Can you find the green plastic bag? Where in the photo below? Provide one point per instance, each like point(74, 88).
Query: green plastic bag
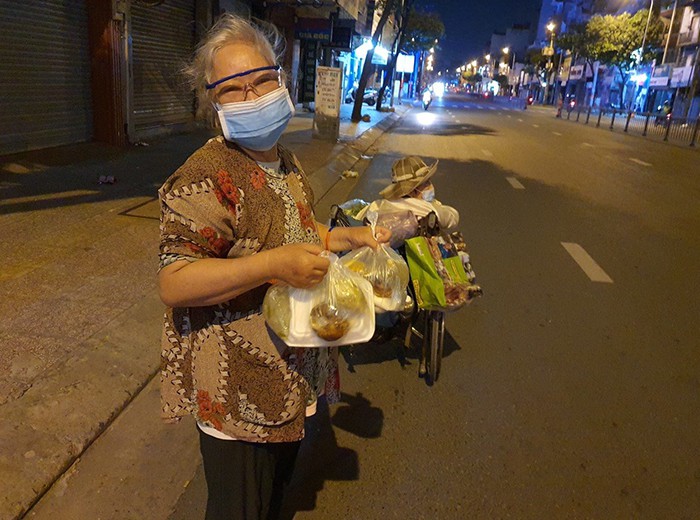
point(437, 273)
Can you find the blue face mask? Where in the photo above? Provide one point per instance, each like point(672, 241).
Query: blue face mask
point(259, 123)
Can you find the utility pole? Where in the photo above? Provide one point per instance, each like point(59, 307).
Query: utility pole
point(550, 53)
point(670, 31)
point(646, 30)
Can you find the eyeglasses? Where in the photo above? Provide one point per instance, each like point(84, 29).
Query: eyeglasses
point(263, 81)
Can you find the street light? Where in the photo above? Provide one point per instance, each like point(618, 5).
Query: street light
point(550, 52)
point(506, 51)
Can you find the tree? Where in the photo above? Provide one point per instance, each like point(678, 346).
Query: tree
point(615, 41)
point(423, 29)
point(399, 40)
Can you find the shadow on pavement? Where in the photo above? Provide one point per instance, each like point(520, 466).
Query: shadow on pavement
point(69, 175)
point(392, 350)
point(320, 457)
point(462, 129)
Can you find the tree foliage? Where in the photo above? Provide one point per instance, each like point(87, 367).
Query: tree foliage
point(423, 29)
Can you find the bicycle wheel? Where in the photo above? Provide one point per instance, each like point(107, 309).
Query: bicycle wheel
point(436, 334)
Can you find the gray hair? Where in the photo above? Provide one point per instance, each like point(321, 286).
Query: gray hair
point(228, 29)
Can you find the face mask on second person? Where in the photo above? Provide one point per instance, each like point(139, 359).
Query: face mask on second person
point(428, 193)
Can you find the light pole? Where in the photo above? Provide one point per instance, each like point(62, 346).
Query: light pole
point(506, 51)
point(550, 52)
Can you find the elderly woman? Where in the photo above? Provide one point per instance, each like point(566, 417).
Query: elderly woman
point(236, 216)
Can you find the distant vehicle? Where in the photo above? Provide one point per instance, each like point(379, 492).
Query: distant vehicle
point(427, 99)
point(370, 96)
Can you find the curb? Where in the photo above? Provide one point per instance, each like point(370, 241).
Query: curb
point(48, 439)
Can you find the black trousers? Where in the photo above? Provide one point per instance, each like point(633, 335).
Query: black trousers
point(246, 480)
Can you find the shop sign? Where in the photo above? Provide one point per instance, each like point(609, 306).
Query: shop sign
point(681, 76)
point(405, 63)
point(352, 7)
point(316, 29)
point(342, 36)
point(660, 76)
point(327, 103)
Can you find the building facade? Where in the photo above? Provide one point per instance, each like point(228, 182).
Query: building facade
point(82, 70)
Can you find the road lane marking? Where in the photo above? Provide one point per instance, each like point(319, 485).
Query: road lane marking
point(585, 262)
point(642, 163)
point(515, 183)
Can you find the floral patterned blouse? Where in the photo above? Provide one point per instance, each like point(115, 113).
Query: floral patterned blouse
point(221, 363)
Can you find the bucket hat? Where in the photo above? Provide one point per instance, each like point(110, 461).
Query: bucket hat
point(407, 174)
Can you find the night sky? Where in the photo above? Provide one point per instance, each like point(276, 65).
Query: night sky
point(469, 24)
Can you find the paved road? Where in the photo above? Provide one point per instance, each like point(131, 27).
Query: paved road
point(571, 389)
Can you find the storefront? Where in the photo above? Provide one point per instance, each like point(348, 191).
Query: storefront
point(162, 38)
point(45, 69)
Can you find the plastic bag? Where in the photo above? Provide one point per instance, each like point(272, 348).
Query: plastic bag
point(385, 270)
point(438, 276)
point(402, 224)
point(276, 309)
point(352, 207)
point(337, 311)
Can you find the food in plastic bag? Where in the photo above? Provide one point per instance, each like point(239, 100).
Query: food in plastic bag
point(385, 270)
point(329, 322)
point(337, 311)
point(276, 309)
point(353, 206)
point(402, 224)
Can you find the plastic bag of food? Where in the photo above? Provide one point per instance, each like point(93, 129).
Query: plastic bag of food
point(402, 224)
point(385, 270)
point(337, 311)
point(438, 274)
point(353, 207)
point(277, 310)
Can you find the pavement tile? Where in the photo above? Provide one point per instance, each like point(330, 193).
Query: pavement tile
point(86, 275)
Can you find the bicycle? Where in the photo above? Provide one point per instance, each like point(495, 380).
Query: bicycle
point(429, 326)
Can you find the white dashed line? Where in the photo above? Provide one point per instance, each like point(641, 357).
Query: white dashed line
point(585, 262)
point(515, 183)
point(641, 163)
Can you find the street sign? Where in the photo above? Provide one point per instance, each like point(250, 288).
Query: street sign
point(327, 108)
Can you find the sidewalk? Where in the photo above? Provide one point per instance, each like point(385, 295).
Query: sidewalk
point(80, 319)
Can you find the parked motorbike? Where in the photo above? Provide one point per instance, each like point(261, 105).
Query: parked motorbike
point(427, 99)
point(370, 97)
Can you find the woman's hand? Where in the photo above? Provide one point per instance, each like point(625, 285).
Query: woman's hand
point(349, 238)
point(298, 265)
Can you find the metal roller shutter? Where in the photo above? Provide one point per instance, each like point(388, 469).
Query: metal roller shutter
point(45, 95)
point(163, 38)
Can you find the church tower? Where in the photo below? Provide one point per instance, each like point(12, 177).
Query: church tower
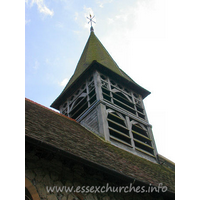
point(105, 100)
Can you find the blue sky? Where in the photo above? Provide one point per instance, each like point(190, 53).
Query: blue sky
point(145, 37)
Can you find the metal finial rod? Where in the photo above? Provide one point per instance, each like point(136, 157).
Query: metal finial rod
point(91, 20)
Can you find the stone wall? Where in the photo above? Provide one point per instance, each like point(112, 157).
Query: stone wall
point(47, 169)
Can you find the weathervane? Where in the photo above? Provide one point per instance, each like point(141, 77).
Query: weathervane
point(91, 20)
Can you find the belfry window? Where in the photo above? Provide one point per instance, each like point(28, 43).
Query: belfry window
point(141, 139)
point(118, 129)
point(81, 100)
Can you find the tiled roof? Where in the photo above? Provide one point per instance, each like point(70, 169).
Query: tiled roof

-=-=-=-=-

- [WORK TASK]: A faithful copy of each entry is required, and no picture may be carried into it.

- [EXERCISE ANSWER]:
Can you find the green plastic bag? Where in the photo below? Provide one point per instance, each like point(74, 88).
Query: green plastic bag
point(437, 273)
Can you find the blue face mask? Where in the photo above? Provide one point per instance, each like point(672, 241).
Query: blue face mask
point(259, 123)
Can you find the utility pole? Where in the photo above? Provide one point per instance, each like point(59, 307).
Query: utility pole
point(550, 53)
point(670, 31)
point(646, 30)
Can you find the eyeglasses? Where in the photo above? Provide one point per instance, each like point(84, 29).
Query: eyeglasses
point(263, 81)
Can you find the street light? Where in the photo above? Provide one point per instance, each like point(618, 5).
Query: street light
point(550, 52)
point(506, 51)
Can you find the tree? Where in the photo above? Provide one point per instance, each like point(678, 346).
Query: tree
point(615, 41)
point(423, 29)
point(399, 40)
Can you find the shadow on pavement? Where in the photo above? Provide one point per instance, each like point(520, 466).
Query: shadow on pavement
point(69, 175)
point(392, 350)
point(320, 457)
point(462, 129)
Can you find the tree foliage? Where in the photo above? Provide one point per instance, each like point(87, 367).
Query: tree foliage
point(423, 29)
Can you find the bicycle wheel? Where in the photo above? Provide one point per instance, each like point(107, 309).
Query: bicycle wheel
point(436, 334)
Can you find the gray hair? Where in the photo above? Provide one point per instance, each like point(321, 286).
Query: gray hair
point(228, 29)
Can you find the face mask on second person? Where in the photo above? Provide one point per instance, each like point(139, 359).
Query: face mask on second person
point(428, 193)
Can you find the light pole? Where in the photo above? Provide one point per instance, each like point(62, 346).
Query: light pole
point(506, 51)
point(550, 52)
Can you find the elderly woman? Where in the photo above? Provide one point per instance, each like point(566, 417).
Query: elderly woman
point(236, 216)
Can you find the distant vehicle? Where in the photo above? Provide one point per instance, each like point(379, 492).
Query: distant vehicle
point(427, 99)
point(370, 96)
Can you find the curb? Where in the photo above? Provide one point per instance, each like point(370, 241).
Query: curb
point(48, 439)
Can you find the black trousers? Where in the photo above? Provide one point per instance, each like point(633, 335).
Query: black trousers
point(246, 480)
Can you find the shop sign? Where in the photo above? Provide one point per instance, each like point(609, 306).
Query: shop sign
point(681, 76)
point(405, 63)
point(352, 7)
point(316, 29)
point(342, 36)
point(660, 76)
point(327, 103)
Can you find the building facade? Where in the photo above? Provide one point per instance, each like point(228, 182).
Query: building facade
point(82, 70)
Can you find the road lane marking? Where in the photo above? Provide one point per instance, each like point(319, 485).
Query: road lane marking
point(585, 262)
point(642, 163)
point(515, 183)
Can you find the floral patterned blouse? Where in the photo above? Provide one point per instance, each like point(115, 113).
Query: floral patterned blouse
point(221, 363)
Can you find the bucket hat? Where in the photo above? Provide one point per instance, each like point(110, 461).
Query: bucket hat
point(407, 174)
Can you find the night sky? Where in the photo above? Provide one point per instance, each like point(276, 65).
Query: night sky
point(469, 24)
Can you find the paved road? Where in the photo above? Provide one point per instance, each like point(131, 27).
Query: paved road
point(571, 389)
Can you find the storefront? Where in the photo above? Provide one point per instance, each like point(348, 191).
Query: storefront
point(162, 38)
point(45, 69)
Can you find the plastic bag? Where in the photo above? Provide one point per instance, each like point(272, 348).
Query: plastic bag
point(385, 270)
point(438, 276)
point(402, 224)
point(276, 309)
point(352, 207)
point(337, 311)
Can you find the food in plastic bag? Where in the photo above? Provide one point per instance, each like point(239, 100).
Query: food in plastic bag
point(385, 270)
point(329, 322)
point(337, 311)
point(276, 309)
point(353, 206)
point(402, 224)
Can you find the plastic bag of food? Where in the photo above? Provide one point per instance, each like point(93, 129).
Query: plastic bag of food
point(402, 224)
point(385, 270)
point(337, 311)
point(438, 274)
point(353, 207)
point(277, 310)
Can you find the pavement tile? Where in the photo above? Provide one point per instance, each like point(330, 193).
Query: pavement tile
point(86, 275)
Can you find the bicycle? Where in the photo above? Provide one point per instance, each like point(495, 380).
Query: bicycle
point(429, 326)
Can you find the white dashed line? Where in the photo above? Provide one point per instance, each like point(641, 357).
Query: white dashed line
point(585, 262)
point(515, 183)
point(641, 163)
Can you find the street sign? Where in the photo above? Provide one point per instance, each like point(250, 288).
Query: street sign
point(327, 108)
Can you find the sidewalk? Where in the photo above? Provide one point per instance, each like point(385, 295).
Query: sidewalk
point(80, 319)
Can you find the parked motorbike? Where in the photo above? Provide one point per instance, each like point(261, 105).
Query: parked motorbike
point(427, 99)
point(370, 97)
Can you find the woman's hand? Where in the photo above? Provide one point per instance, each like point(625, 285).
Query: woman's hand
point(349, 238)
point(298, 265)
Can you find the metal roller shutter? Where in the photo above? Provide one point per instance, each like point(388, 469).
Query: metal roller shutter
point(45, 95)
point(163, 38)
Can you find the church tower? Where in the photo below? Provide one point per instance, each like point(12, 177).
Query: church tower
point(105, 100)
Can you find the blue sky? Where in the photo above? Provide one point per instance, each like point(190, 53).
Query: blue sky
point(145, 37)
Can you find the metal finial rod? Where in the photo above? Provide one point per instance, each like point(136, 157).
Query: metal finial rod
point(91, 20)
Can you find the stone wall? Where in the photo above? Provide one point per instance, each like point(112, 157).
Query: stone wall
point(47, 169)
Can you find the weathervane? Where in the photo above? Provide one point per instance, each like point(141, 77).
Query: weathervane
point(91, 20)
Can you find the belfry window? Where in the photo above? Provide one point per instance, each like point(28, 43).
Query: belfry window
point(141, 139)
point(118, 129)
point(81, 100)
Can you find the tiled roof? Where in the photo above? Provide one point per instance, each like point(70, 169).
Query: tiled roof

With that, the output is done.